• [Records from a pointing dataset]
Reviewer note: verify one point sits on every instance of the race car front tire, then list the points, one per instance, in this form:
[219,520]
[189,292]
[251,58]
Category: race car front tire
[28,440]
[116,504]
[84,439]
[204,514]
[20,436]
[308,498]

• [GIVEN EXERCISE]
Give each line of the records above as a Markdown table with two columns, Row and Line, numbering the rows and leaving out any blank lines.

• [ANSWER TO THIS PROBLEM]
| Row | Line |
|---|---|
| 1 | Reviewer note: verify one point sits on every instance of the race car front tire, then list the points, one per instance, in this form: |
| 2 | [219,520] |
| 3 | [189,292] |
| 4 | [251,58] |
| 5 | Category: race car front tire |
| 6 | [28,440] |
| 7 | [116,504] |
| 8 | [84,439] |
| 9 | [204,514] |
| 10 | [20,436] |
| 11 | [308,498] |